(Supplied information begins)
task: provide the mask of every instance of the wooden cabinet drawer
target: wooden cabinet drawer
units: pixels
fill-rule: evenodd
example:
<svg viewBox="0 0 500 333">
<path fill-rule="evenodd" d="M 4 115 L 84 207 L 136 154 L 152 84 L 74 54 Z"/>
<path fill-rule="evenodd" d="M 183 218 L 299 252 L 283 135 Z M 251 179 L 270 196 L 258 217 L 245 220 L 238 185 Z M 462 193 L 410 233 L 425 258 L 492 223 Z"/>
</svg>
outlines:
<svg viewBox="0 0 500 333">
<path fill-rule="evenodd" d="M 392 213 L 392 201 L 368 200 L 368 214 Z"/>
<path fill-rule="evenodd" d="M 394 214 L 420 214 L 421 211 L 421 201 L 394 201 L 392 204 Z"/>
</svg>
(Supplied information ends)
• _What is required_:
Your answer should be the lines from the one containing "fill-rule: evenodd" to the end of the entries above, restated exactly and alone.

• _Solution_:
fill-rule: evenodd
example:
<svg viewBox="0 0 500 333">
<path fill-rule="evenodd" d="M 4 115 L 84 207 L 136 154 L 152 84 L 74 54 Z"/>
<path fill-rule="evenodd" d="M 183 218 L 299 252 L 283 135 Z M 251 179 L 270 196 L 258 217 L 245 220 L 238 185 Z M 462 193 L 410 233 L 425 258 L 492 223 Z"/>
</svg>
outlines:
<svg viewBox="0 0 500 333">
<path fill-rule="evenodd" d="M 392 213 L 392 201 L 368 200 L 368 214 Z"/>
<path fill-rule="evenodd" d="M 394 214 L 420 214 L 421 211 L 421 201 L 394 201 L 392 204 Z"/>
</svg>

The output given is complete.